■ WORK TASK ■
Everything in the listing below except the pictures should be reproduced exactly.

**** EXTRACTED DATA

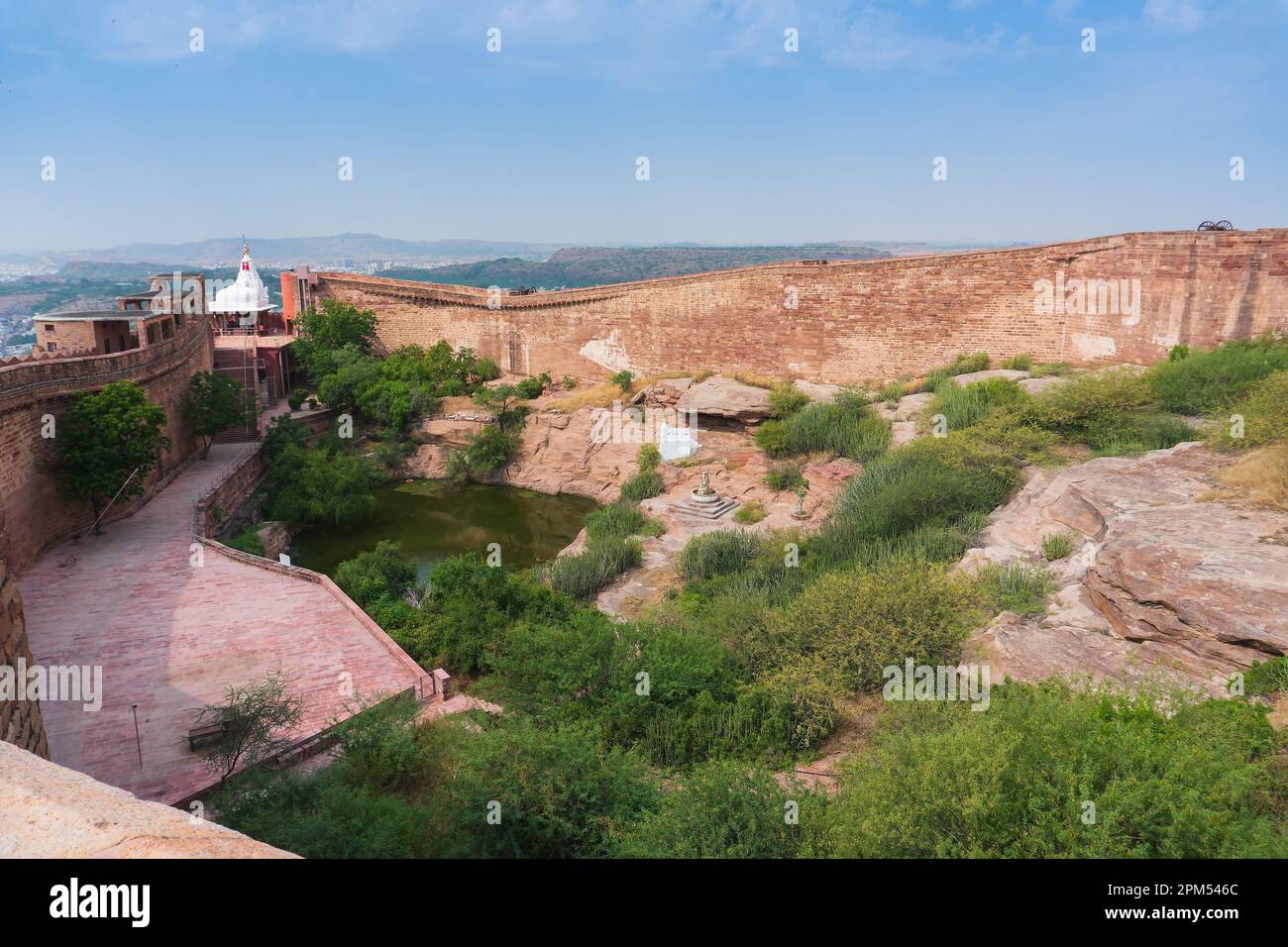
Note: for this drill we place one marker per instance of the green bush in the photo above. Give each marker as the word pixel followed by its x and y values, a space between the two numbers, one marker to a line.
pixel 1111 411
pixel 1266 677
pixel 648 458
pixel 642 486
pixel 381 573
pixel 1212 380
pixel 785 476
pixel 720 809
pixel 248 541
pixel 941 781
pixel 614 521
pixel 1016 586
pixel 785 399
pixel 1263 411
pixel 561 792
pixel 589 571
pixel 717 553
pixel 846 628
pixel 772 438
pixel 532 386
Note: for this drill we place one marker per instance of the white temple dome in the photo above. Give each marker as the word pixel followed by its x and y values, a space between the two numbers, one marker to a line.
pixel 248 294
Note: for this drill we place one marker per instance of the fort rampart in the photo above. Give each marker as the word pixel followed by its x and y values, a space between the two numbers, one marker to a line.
pixel 37 514
pixel 1126 298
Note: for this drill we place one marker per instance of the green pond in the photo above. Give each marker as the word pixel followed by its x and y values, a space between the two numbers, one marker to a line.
pixel 433 519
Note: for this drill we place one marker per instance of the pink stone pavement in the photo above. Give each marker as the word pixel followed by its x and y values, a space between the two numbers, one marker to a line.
pixel 170 637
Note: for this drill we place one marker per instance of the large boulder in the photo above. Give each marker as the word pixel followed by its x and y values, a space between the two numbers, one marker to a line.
pixel 1160 582
pixel 724 397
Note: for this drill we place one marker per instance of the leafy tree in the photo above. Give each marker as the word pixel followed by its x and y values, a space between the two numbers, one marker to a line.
pixel 213 402
pixel 320 486
pixel 720 809
pixel 323 333
pixel 106 436
pixel 382 573
pixel 940 781
pixel 550 792
pixel 256 719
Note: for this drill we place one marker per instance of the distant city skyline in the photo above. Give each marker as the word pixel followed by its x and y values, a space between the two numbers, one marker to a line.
pixel 167 123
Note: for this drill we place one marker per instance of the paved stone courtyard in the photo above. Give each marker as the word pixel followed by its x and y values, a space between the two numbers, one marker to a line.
pixel 170 637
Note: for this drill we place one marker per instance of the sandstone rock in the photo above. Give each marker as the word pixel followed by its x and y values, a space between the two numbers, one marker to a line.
pixel 53 812
pixel 1205 583
pixel 1162 585
pixel 1034 385
pixel 275 538
pixel 674 386
pixel 973 376
pixel 722 397
pixel 818 390
pixel 902 432
pixel 452 431
pixel 910 407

********

■ TASK OUTPUT ■
Note: for this drill we place one marker per instance of the green bush in the photo above. Give each marker as the word pixel followed by its x and y values, a space between the two numbers, one marker to a line.
pixel 1111 411
pixel 1266 677
pixel 648 458
pixel 642 486
pixel 381 573
pixel 1212 380
pixel 785 476
pixel 720 809
pixel 248 541
pixel 941 781
pixel 614 521
pixel 1016 586
pixel 785 399
pixel 1263 411
pixel 561 792
pixel 589 571
pixel 717 553
pixel 846 628
pixel 772 438
pixel 532 386
Note: for this drill we place one marker per instance of the white temple dome in the photo above. Give each marker as the word pixel followed by its x and y values, a space between the two numbers, one marker to a line.
pixel 248 294
Note: for this drill we place one marker per instance of the fort rampart in the photo above. Give each marker as the word pixel followed by its x and y values, a space between the two numbers, one marker to a line.
pixel 37 514
pixel 1126 298
Note: for this drill we place one marker per instance of the green pond in the photo above. Give each marker as the word pixel followed by its x and y values, a space between the two numbers, one marker to a line.
pixel 433 519
Note: for this drill we place one marker per instance of the pink stone pavement in the photo above. Give each marker as the word pixel followed by its x and y values, a space between the two numbers, one marker to a line.
pixel 170 637
Note: for this drill we place one marker per instance of the large boulder in the photo above. Give each marker as the word pixel followed by its x and y values, a space between the two numbers, one marker to a line.
pixel 1160 582
pixel 724 397
Note: for this drill we place one marker per instance of the leafy tree in the photo above. Give each marker as the word pixel followed by its x and y values, a space between the two numbers, one marker to a line.
pixel 213 402
pixel 320 486
pixel 720 809
pixel 323 333
pixel 106 436
pixel 382 573
pixel 940 781
pixel 550 792
pixel 256 719
Note: for this drill we place one marker per instance of the distant city skyline in the photo above. Give each marker as the word pixel followed by its x and y values, a space between the two numbers, one marker to a line.
pixel 167 123
Note: for this drill we place one marker per instance of the paved stone courtyard in the photo above. Give each marker as the word pixel followed by its x and y values, a space between the two numbers, one marker to a line.
pixel 170 637
Note: for this drill we place one marker per instance of the sandstone rock in the photo above. Give each marker as the word pixel followed by its x and y values, a space between the two numbers, one marker to a line.
pixel 53 812
pixel 1205 583
pixel 1162 585
pixel 1034 385
pixel 275 538
pixel 674 386
pixel 973 376
pixel 722 397
pixel 818 390
pixel 902 432
pixel 452 431
pixel 910 407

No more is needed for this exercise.